◆ GIVEN TASK ◆
Copy out every one of the rows below, substituting "place a marker on every instance" for "set a point on each instance" and leaving everything else as it is. Omit the pictures from your copy.

◆ RECORD EXCERPTS ◆
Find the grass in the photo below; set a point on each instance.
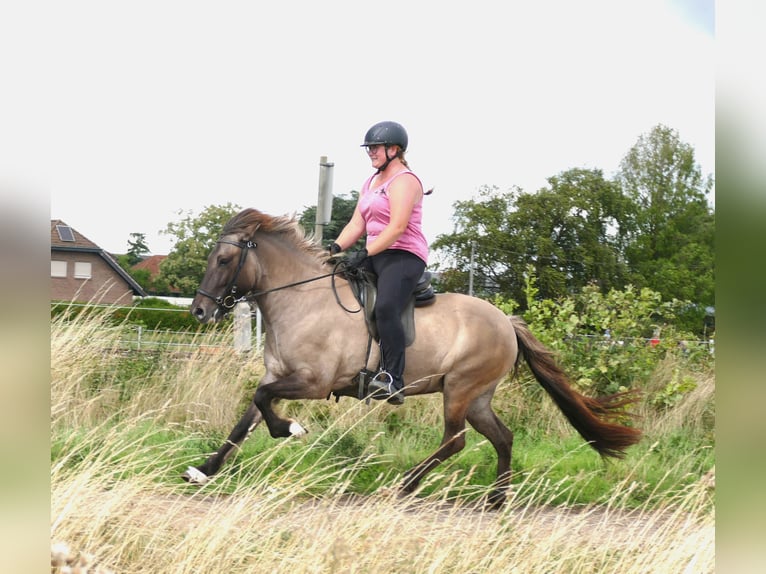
(124, 428)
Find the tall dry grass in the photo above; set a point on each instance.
(114, 497)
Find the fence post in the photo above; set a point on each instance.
(242, 327)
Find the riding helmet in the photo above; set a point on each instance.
(387, 133)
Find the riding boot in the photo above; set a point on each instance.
(385, 386)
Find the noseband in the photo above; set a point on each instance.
(229, 299)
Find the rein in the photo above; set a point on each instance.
(229, 300)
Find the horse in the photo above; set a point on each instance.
(315, 347)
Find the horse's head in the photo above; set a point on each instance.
(226, 279)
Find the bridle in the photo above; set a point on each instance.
(229, 299)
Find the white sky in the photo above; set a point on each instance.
(164, 106)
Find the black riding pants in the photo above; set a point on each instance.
(398, 274)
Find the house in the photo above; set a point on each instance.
(151, 264)
(82, 271)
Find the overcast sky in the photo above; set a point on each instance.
(163, 106)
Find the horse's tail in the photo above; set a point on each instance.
(590, 417)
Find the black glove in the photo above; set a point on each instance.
(355, 258)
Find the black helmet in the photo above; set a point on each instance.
(387, 133)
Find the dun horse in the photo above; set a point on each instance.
(315, 347)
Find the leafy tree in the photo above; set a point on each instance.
(342, 210)
(185, 265)
(571, 233)
(671, 246)
(137, 248)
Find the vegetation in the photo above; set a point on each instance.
(649, 227)
(195, 236)
(124, 427)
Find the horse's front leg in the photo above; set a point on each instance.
(298, 385)
(246, 425)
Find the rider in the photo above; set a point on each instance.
(389, 212)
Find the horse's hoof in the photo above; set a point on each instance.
(195, 476)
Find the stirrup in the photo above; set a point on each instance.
(382, 387)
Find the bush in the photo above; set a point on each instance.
(150, 312)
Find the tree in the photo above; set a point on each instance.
(671, 246)
(137, 248)
(342, 210)
(185, 265)
(570, 232)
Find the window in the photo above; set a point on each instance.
(58, 268)
(81, 270)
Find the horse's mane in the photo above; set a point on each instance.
(248, 221)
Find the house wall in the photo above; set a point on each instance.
(105, 285)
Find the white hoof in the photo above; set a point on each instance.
(195, 476)
(297, 430)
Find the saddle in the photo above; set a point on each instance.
(364, 285)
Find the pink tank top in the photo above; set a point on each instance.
(376, 211)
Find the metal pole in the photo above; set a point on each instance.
(470, 269)
(243, 330)
(324, 201)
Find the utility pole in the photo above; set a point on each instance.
(470, 269)
(324, 201)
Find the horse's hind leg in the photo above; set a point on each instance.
(453, 441)
(484, 420)
(202, 473)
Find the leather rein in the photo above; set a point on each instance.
(229, 299)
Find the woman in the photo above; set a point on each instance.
(389, 212)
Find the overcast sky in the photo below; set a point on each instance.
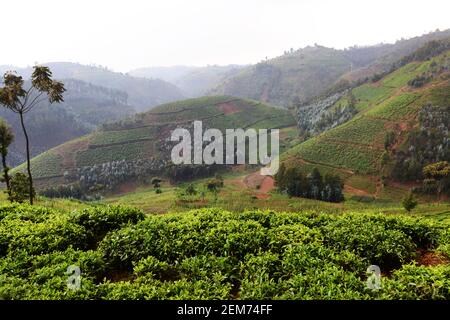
(127, 34)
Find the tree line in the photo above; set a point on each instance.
(294, 182)
(21, 99)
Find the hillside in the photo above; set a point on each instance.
(216, 254)
(85, 106)
(142, 93)
(401, 124)
(308, 72)
(140, 147)
(193, 81)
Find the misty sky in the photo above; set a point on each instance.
(123, 35)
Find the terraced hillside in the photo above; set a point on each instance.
(308, 72)
(389, 112)
(140, 147)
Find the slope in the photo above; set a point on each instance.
(308, 72)
(140, 147)
(142, 93)
(389, 112)
(85, 106)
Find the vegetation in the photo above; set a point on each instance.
(6, 138)
(20, 100)
(296, 184)
(215, 254)
(20, 188)
(140, 147)
(409, 202)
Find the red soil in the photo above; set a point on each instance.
(228, 108)
(429, 258)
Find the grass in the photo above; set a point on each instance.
(129, 151)
(146, 136)
(341, 155)
(47, 164)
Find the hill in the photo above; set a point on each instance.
(85, 106)
(216, 254)
(142, 93)
(308, 72)
(400, 124)
(193, 81)
(140, 147)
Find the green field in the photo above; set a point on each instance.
(216, 254)
(145, 136)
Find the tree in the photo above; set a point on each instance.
(15, 96)
(213, 186)
(439, 172)
(316, 183)
(6, 138)
(190, 190)
(20, 188)
(332, 190)
(156, 182)
(409, 202)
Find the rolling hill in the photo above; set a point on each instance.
(308, 72)
(401, 124)
(140, 147)
(193, 81)
(142, 93)
(85, 106)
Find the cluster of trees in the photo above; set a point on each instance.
(191, 193)
(425, 145)
(436, 179)
(295, 183)
(72, 191)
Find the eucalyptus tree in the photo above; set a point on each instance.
(21, 97)
(6, 138)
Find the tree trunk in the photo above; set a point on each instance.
(5, 174)
(28, 158)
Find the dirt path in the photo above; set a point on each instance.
(358, 192)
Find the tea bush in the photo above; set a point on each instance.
(215, 254)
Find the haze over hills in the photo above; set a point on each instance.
(142, 93)
(140, 147)
(85, 106)
(335, 92)
(399, 124)
(305, 73)
(193, 81)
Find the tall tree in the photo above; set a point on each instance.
(21, 99)
(6, 138)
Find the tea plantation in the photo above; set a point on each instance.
(215, 254)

◆ FINISHED TASK ◆
Find the grass in the photo below; place a marker on every instance.
(124, 428)
Find the tall dry grass in the photo above; place a marker on every instance.
(114, 497)
Find the fence post in the photo above; place a marker on every instance.
(242, 327)
Find the riding helmet in the photo above; place a marker on every instance.
(387, 133)
Find the riding boot in the photo above; place a marker on every instance.
(385, 386)
Find the noseband in the photo above; place a marker on every instance.
(229, 299)
Find the rein in the photo above; place a marker on every instance.
(229, 300)
Find the horse in the photo above; place a marker on every instance.
(315, 347)
Find the horse's head in the photo above; place a marker on every instance.
(226, 279)
Find the bridle in the photo above; place a marker on every instance.
(229, 299)
Find the white sky in the photo above; place a marker on every instance.
(164, 106)
Find the black riding pants in the photo above; place a marker on every instance.
(398, 274)
Find the house in the photo above; place a marker on every instance.
(151, 264)
(82, 271)
Find the overcast sky in the photo above; place a marker on every instance.
(163, 106)
Find the horse's tail in the photo above; place a marker on every instance.
(590, 417)
Find the black glove in the photo above; place a marker on every instance.
(355, 258)
Find the black helmet in the photo above; place a marker on every instance.
(387, 133)
Find the dun horse in the photo above; place a marker on every instance.
(315, 347)
Find the leafy tree in the photo above; place a marker on every instance.
(342, 210)
(185, 265)
(571, 233)
(671, 246)
(137, 248)
Find the vegetation in the photo above; place a marker on every instance.
(649, 227)
(195, 236)
(124, 427)
Find the horse's front leg in the photo above; place a marker on every instance.
(298, 385)
(246, 425)
Find the rider in the photo above; place a marker on every instance.
(389, 212)
Find the horse's hoof in the photo above; place a marker on every instance.
(195, 476)
Find the stirrup in the photo above; place a marker on every instance.
(382, 387)
Find the bush in the photo above; place a marker on every instance.
(150, 312)
Find the tree in the photo above; place a marker on every instance.
(671, 246)
(137, 248)
(342, 210)
(185, 265)
(570, 232)
Find the window in the photo above; place a marker on every instance.
(58, 268)
(81, 270)
Find the horse's mane in the photo above; place a marker on every instance.
(248, 221)
Find the house wall in the photo above; place a marker on every instance.
(105, 285)
Find the white hoof in the photo above; place a marker on every instance.
(195, 476)
(297, 430)
Find the saddle in the photo above; place a marker on every instance.
(364, 285)
Find the pink tank top in the photo above; place a marker on every instance.
(376, 211)
Find the metal pole in the photo above; place a marker on every instance.
(470, 269)
(243, 330)
(324, 201)
Find the utility pole in the photo above; place a marker on every instance.
(470, 269)
(324, 201)
Find the horse's hind leg in the photo above; place a marker on every instance.
(453, 441)
(484, 420)
(202, 473)
Find the leather rein in the photo above; place a marker on every instance.
(229, 299)
Find the woman in the photo above; place a marker on every instance.
(389, 212)
Find the overcast sky in the photo below; place a marker on every instance.
(127, 34)
Find the tree line in the photo above; place a marker on every instance.
(294, 182)
(21, 99)
Find the hillside in the photo above; place a marker on every instance.
(216, 254)
(85, 106)
(142, 93)
(401, 124)
(308, 72)
(140, 147)
(193, 81)
Find the misty sky in the photo above; place a marker on every instance.
(123, 35)
Find the terraced hillside in the photo above; place a marker on every instance.
(308, 72)
(389, 112)
(140, 147)
Find the slope in the photo above; place a marker on every instance.
(308, 72)
(140, 147)
(142, 93)
(389, 112)
(85, 106)
Find the vegetation in the photo above; place a marker on every instance.
(6, 138)
(20, 100)
(296, 184)
(215, 254)
(20, 188)
(140, 147)
(409, 202)
Find the red soil in the photo above; place a marker on every instance.
(228, 108)
(429, 258)
Find the grass in the photo above; place a marker on every instance.
(129, 151)
(146, 136)
(341, 155)
(47, 164)
Find the hill in the photo above; place a marker on every instance.
(85, 106)
(216, 254)
(142, 93)
(308, 72)
(400, 124)
(193, 81)
(140, 147)
Find the green field in the photo above; place a marker on every instance.
(216, 254)
(145, 136)
Find the tree in the photo above; place a marker on every instance.
(15, 96)
(213, 186)
(439, 172)
(316, 183)
(6, 138)
(190, 190)
(20, 188)
(332, 190)
(156, 182)
(409, 202)
Find the rolling hill in the photo above; place a marker on every instance.
(308, 72)
(401, 124)
(140, 147)
(193, 81)
(142, 93)
(85, 106)
Find the cluster of trees in the photo above; place a marker on every instance.
(191, 193)
(425, 145)
(436, 179)
(295, 183)
(72, 191)
Find the eucalyptus tree in the photo above; place a marker on every instance.
(21, 97)
(6, 138)
Find the tree trunk in the photo above; place a marker on every instance.
(5, 174)
(28, 158)
Find the dirt path in the photo above; place a marker on every instance.
(358, 192)
Find the tea bush in the photo above; place a marker on every instance.
(215, 254)
Find the haze over hills in the photo above; place a marker on every instance.
(142, 93)
(140, 147)
(85, 106)
(335, 92)
(399, 124)
(305, 73)
(193, 81)
Find the tall tree in the photo above; place a marker on every instance.
(21, 99)
(6, 138)
Find the tea plantation in the photo above; place a marker on every instance.
(215, 254)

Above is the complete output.